» The problem
Drop the pictures; give again exactly the lines from the one holding "woman's hand, the" through the end of the data.

» Material for the task
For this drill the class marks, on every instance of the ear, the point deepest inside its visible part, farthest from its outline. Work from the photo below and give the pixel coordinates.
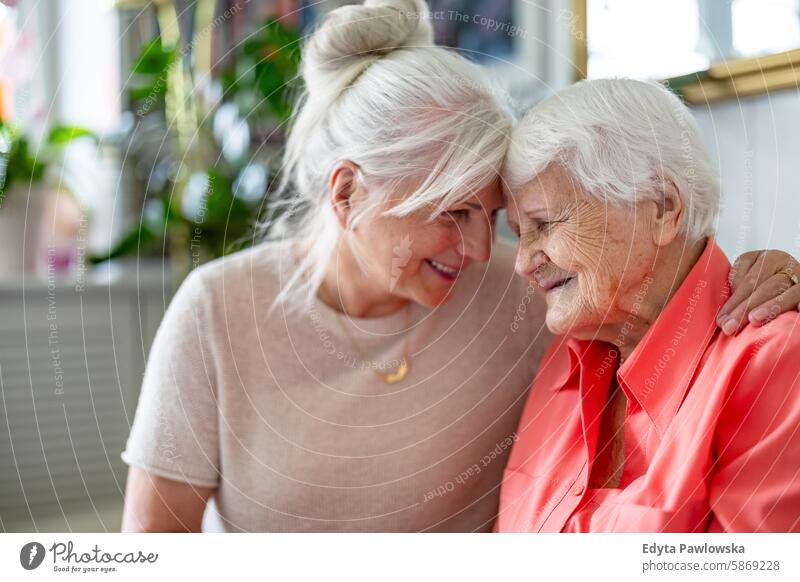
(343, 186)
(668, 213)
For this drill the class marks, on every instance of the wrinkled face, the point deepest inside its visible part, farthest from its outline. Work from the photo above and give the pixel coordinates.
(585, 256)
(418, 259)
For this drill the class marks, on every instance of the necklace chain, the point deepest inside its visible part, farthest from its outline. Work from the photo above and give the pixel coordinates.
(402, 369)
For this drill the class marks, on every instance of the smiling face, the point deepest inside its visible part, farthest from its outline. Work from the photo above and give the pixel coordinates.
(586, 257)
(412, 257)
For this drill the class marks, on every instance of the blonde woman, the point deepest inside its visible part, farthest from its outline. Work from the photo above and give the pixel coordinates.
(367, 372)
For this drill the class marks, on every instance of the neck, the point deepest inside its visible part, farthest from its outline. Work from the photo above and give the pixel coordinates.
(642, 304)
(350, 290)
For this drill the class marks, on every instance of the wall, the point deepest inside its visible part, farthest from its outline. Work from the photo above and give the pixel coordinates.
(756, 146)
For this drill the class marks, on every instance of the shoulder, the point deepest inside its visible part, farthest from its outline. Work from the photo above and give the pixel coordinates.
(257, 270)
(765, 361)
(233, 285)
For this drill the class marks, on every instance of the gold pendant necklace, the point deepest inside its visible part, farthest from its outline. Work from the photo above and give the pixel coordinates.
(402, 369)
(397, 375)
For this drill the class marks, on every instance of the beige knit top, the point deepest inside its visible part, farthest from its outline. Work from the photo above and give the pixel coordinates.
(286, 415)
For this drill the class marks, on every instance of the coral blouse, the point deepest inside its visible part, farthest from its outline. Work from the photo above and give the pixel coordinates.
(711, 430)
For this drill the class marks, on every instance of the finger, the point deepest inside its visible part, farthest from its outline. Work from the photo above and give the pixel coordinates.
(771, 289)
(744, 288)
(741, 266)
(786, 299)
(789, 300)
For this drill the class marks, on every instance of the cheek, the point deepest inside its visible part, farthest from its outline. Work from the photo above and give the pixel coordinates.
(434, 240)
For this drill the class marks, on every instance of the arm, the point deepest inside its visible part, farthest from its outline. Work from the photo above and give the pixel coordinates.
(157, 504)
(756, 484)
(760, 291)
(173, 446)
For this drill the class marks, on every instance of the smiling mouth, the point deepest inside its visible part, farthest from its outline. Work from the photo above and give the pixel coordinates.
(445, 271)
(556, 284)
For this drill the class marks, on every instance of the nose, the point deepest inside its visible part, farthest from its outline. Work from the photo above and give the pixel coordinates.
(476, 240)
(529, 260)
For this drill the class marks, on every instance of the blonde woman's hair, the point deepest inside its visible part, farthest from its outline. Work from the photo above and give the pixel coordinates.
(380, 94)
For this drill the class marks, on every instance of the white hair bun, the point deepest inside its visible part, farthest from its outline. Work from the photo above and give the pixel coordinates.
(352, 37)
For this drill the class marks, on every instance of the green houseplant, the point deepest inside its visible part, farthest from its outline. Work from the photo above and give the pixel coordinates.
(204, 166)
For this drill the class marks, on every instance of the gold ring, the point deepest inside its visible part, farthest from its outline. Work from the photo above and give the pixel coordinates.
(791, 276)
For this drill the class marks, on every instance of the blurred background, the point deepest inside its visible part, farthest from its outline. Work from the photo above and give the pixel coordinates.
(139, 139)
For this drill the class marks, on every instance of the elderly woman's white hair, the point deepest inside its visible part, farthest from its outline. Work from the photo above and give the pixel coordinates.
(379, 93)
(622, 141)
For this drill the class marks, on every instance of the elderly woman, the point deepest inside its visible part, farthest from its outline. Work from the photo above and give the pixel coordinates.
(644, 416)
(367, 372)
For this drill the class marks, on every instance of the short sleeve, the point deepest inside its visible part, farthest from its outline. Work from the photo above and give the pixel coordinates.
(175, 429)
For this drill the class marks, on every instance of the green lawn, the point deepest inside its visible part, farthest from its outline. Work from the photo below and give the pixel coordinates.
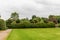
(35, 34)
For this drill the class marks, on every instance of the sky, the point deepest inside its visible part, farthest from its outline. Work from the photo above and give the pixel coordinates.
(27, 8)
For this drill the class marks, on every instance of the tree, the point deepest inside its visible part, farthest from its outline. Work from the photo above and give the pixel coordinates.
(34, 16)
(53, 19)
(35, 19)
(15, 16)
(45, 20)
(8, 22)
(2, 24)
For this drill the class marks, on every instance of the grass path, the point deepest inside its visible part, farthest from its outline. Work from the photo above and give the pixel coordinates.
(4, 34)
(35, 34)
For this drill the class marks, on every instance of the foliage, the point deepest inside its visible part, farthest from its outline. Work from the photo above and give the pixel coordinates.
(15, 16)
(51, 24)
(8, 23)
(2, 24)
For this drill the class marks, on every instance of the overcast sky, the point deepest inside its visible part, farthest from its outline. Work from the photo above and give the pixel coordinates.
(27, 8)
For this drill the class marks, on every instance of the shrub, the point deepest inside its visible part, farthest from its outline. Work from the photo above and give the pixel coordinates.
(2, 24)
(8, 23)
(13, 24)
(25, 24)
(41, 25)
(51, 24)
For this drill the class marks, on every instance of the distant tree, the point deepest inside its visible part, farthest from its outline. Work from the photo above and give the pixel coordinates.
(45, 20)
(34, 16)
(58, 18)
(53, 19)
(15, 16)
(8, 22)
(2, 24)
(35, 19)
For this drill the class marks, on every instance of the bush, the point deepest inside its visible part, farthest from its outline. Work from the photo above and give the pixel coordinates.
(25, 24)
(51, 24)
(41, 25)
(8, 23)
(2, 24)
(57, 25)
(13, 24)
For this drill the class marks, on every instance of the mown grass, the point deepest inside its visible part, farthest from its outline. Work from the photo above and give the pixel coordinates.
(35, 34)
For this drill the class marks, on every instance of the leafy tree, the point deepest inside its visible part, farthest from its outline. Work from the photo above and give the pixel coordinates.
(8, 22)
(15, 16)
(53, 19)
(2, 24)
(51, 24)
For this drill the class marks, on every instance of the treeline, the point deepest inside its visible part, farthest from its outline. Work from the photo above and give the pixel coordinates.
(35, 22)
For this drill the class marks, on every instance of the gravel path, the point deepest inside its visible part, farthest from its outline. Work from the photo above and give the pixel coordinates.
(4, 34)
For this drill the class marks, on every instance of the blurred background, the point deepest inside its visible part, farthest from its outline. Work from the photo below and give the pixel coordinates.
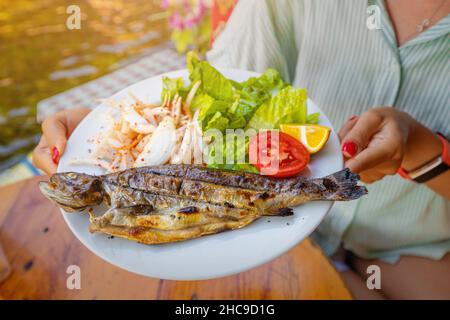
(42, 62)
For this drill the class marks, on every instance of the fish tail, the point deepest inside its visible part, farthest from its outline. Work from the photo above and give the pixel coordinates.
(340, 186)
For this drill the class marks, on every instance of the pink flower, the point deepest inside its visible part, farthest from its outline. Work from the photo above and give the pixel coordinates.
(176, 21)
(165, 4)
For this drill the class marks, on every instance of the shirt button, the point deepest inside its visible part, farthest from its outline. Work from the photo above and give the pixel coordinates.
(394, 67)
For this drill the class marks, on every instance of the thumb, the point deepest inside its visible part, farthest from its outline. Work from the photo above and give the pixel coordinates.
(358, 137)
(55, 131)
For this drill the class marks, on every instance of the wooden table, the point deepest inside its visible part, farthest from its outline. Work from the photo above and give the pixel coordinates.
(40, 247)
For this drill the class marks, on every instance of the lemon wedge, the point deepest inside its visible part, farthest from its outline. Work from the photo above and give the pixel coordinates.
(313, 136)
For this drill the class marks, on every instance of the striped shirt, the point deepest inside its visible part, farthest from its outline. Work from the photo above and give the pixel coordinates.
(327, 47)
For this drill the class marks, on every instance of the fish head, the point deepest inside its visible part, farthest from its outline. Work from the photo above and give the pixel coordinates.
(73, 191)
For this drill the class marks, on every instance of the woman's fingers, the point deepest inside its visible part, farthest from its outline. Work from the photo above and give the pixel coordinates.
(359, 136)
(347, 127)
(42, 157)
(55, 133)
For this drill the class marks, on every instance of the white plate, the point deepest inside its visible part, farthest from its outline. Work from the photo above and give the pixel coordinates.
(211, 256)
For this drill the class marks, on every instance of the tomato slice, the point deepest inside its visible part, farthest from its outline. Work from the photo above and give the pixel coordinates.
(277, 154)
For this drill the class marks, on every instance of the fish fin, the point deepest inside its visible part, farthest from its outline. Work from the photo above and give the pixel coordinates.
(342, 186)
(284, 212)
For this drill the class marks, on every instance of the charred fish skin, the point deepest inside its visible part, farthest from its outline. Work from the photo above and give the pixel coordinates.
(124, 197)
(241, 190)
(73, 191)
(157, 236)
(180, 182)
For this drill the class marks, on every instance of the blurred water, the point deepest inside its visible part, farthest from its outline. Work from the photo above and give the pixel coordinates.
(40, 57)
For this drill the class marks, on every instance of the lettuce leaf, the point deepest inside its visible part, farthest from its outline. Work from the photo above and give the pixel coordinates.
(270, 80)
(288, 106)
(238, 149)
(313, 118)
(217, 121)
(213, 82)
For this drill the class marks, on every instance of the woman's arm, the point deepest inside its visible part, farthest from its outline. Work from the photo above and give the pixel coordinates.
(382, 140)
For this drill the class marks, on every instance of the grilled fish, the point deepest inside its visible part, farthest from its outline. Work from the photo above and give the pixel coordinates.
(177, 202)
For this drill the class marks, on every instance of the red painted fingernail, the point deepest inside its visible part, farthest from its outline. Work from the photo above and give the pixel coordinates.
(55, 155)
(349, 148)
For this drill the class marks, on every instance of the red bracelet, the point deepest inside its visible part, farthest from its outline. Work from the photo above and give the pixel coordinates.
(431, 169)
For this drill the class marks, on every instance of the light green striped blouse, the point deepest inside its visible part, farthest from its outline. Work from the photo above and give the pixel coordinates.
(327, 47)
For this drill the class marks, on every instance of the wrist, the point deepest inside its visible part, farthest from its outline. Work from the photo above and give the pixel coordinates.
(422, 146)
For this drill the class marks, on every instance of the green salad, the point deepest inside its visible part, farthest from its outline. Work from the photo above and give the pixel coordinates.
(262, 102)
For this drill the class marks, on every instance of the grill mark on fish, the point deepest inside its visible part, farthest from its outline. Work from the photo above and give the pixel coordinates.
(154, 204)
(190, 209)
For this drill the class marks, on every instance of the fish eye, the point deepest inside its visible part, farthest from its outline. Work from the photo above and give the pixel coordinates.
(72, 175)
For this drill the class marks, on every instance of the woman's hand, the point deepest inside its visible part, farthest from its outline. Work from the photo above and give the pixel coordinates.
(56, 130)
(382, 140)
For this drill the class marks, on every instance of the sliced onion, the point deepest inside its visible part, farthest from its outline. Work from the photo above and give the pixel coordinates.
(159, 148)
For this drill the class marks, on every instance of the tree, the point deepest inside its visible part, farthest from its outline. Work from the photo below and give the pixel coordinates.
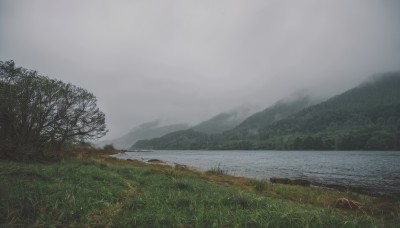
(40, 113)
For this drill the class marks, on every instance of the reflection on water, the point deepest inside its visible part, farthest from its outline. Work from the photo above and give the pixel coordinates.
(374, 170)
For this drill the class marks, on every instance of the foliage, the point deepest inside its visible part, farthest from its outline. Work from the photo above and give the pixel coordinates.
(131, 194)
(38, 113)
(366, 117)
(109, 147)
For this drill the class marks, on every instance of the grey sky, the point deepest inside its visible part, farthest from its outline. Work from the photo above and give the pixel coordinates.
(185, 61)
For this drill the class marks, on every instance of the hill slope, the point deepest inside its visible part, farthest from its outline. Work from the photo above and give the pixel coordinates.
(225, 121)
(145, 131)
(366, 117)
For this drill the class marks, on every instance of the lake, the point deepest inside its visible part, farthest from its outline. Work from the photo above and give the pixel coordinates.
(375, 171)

» Solution to this exercise
For this drill the class marks, on every instance of the woman's hand, the point deepest inside its visible part, farthest from its outline. Work from the photo above and give the pixel coordinates.
(56, 130)
(382, 140)
For this drill the class marks, on every instance of the sliced onion, the point deepest inside its visible part, farthest from its outline. Work from the photo above and give the pixel coordinates.
(159, 148)
For this drill the class marks, on every instance of the tree, the point deepest inside its visible part, farthest from its outline. Work from the photo below and give the pixel coordinates.
(40, 113)
For this drill the class marks, on every instance of the reflection on water, the point deepest inside its visible part, farthest from its outline. Work from the photo above and give the pixel coordinates.
(374, 170)
For this drill the class marks, on every instance of the foliage, the point deepest inside its visible part, farthest from its outline. Work from the photo above and give the pixel coordinates.
(131, 194)
(38, 113)
(366, 117)
(109, 147)
For this drill the class marks, on every instance of the grey sky, the point deepest inside its visible part, farthest from its outline. Work from the photo above and give the pixel coordinates.
(185, 61)
For this drill the class marks, on every instance of the hill slope, the point deepest inside its visible part, farthest from its outline. Work from the photo above and give the pixel coordinates.
(225, 121)
(145, 131)
(366, 117)
For this drill the class marks, on every instance of the lake, the point deepest inside its visible part, farthest from its outline. Work from the photo above and give the pixel coordinates.
(375, 171)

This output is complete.